- **Apply what you read**:
1) In the passage on the neurovascular unit, which glial cells are the most abundant in the CNS?
2) Transcribe the stretch of the passage on the neurovascular unit from "Pericytes cover the" through "integrity (Yamazaki and Kanekiyo, 2017).".

- **Given text**:
Pericytes cover the abluminal surface of capillaries and regulate blood flow by controlling the capillary diameter (Hamilton et al., 2010; Winkler et al., 2011). Pericytes also clear toxic proteins to maintain the stability of the central nervous system (CNS) and play a key role in the formation of tight junctions (Daneman et al., 2010; Sagare et al., 2013).

Astrocytes are the most abundant glial cells in CNS. In the NVU, astrocytes communicate with endothelial cells through their end-feet (Abbott et al., 2006). Astrocytes combine neuronal activity with blood vessels in a process, termed neurovascular coupling. They respond to neuronal activity and deliver signals to regulate the CBF (Attwell et al., 2010; Gordon et al., 2011). Furthermore, astrocytes play a vital role in molecular transport and BBB integrity (Yamazaki and Kanekiyo, 2017).

The NVU is crucial for stabilizing the environment of the brain. Firstly, the continuous endothelial cells with tight junction, basement membrane, and end-feet of astrocytes in the NVU form the BBB. The BBB regulates which molecules or cells enter the brain and clear detrimental proteins from brain parenchyma to the peripheral circulatory system (Yamazaki and Kanekiyo, 2017). Secondly, the NVU regulates the CBF in response to neuronal activity through neurovascular coupling, which ensures sufficient oxygen and nutrient delivery to brain tissue where they are needed (Sweeney et al., 2018).

- **Data**:
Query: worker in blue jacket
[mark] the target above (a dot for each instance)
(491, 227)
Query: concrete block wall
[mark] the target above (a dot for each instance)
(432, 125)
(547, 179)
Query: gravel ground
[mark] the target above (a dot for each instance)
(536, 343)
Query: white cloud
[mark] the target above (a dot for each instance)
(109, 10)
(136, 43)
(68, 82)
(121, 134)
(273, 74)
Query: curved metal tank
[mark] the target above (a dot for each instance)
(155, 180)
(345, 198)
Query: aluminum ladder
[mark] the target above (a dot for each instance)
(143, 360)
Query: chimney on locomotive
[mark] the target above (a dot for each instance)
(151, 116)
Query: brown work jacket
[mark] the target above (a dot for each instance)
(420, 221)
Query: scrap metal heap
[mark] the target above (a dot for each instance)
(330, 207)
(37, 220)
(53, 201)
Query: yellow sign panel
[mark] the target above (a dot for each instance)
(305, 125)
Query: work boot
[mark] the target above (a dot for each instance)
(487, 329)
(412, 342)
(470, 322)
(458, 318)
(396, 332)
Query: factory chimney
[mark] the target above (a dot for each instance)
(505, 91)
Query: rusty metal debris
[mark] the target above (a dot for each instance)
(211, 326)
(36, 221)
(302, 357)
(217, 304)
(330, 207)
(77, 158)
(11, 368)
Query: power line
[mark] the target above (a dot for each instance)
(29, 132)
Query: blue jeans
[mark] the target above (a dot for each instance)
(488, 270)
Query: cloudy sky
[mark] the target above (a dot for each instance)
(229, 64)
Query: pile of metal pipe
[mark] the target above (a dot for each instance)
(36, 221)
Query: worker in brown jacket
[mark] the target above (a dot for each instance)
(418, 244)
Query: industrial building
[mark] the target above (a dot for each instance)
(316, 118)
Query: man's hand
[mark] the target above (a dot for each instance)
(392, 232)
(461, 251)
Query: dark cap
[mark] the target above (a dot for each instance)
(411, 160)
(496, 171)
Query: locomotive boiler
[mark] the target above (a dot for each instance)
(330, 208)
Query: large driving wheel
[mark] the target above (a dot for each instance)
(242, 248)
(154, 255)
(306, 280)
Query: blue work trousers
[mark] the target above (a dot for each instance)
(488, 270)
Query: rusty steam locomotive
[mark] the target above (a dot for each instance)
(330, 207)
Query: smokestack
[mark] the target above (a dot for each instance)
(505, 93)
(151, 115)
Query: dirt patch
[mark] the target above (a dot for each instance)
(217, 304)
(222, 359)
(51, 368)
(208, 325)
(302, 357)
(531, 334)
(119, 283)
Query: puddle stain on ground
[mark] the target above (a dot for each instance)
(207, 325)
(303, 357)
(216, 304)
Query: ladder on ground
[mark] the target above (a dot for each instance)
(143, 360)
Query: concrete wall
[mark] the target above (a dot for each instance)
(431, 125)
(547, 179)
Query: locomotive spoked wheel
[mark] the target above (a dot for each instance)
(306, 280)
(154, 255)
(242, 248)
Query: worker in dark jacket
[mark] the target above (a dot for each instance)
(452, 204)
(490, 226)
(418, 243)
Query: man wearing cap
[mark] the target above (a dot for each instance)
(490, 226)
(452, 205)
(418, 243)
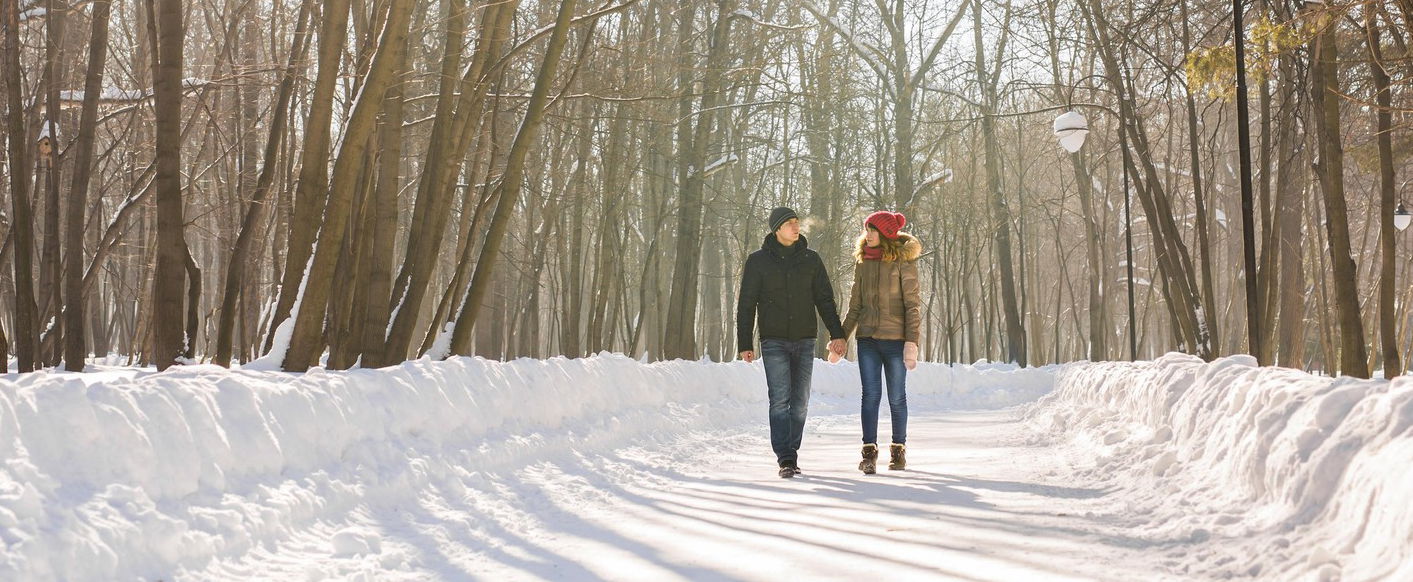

- **Responses by task**:
1) Astrocytes

2)
Pericytes cover the abluminal surface of capillaries and regulate blood flow by controlling the capillary diameter (Hamilton et al., 2010; Winkler et al., 2011). Pericytes also clear toxic proteins to maintain the stability of the central nervous system (CNS) and play a key role in the formation of tight junctions (Daneman et al., 2010; Sagare et al., 2013).

Astrocytes are the most abundant glial cells in CNS. In the NVU, astrocytes communicate with endothelial cells through their end-feet (Abbott et al., 2006). Astrocytes combine neuronal activity with blood vessels in a process, termed neurovascular coupling. They respond to neuronal activity and deliver signals to regulate the CBF (Attwell et al., 2010; Gordon et al., 2011). Furthermore, astrocytes play a vital role in molecular transport and BBB integrity (Yamazaki and Kanekiyo, 2017).